Find every line in the entries below that contains the word "sandy" and copy each of those lines.

Stored records |
######

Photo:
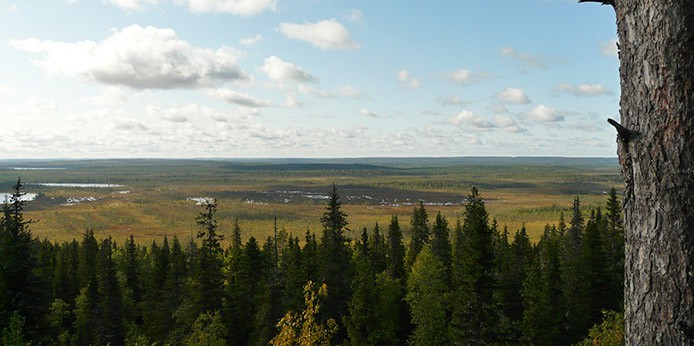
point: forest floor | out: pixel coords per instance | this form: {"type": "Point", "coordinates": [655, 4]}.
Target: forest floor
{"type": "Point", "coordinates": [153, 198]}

######

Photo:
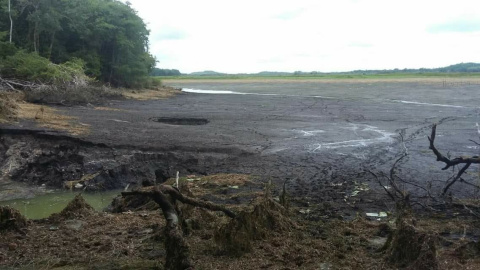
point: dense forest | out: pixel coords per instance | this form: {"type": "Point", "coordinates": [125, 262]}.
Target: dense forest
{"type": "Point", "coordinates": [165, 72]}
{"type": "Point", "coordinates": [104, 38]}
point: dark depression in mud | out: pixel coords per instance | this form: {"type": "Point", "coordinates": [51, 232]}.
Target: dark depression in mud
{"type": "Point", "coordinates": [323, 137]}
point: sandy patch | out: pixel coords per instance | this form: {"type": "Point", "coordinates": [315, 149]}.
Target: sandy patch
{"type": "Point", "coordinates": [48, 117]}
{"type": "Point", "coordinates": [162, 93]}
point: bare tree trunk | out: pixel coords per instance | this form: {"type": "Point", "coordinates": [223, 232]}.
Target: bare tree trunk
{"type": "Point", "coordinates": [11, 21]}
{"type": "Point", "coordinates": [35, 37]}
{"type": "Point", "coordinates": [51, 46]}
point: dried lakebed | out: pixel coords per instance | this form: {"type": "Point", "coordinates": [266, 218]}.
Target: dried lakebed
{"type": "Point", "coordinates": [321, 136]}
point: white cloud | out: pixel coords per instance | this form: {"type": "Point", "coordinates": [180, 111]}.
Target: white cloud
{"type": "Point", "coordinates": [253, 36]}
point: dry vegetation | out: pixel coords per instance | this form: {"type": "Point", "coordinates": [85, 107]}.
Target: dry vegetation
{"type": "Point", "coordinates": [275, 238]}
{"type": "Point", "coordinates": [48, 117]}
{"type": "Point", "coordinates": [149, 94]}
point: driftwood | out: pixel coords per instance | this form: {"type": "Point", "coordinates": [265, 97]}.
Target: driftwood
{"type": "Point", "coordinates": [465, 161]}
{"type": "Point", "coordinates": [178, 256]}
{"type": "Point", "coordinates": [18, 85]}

######

Reply |
point: sandy patch | out: pixel coords per instance | this form: {"type": "Point", "coordinates": [315, 149]}.
Target: sandy patch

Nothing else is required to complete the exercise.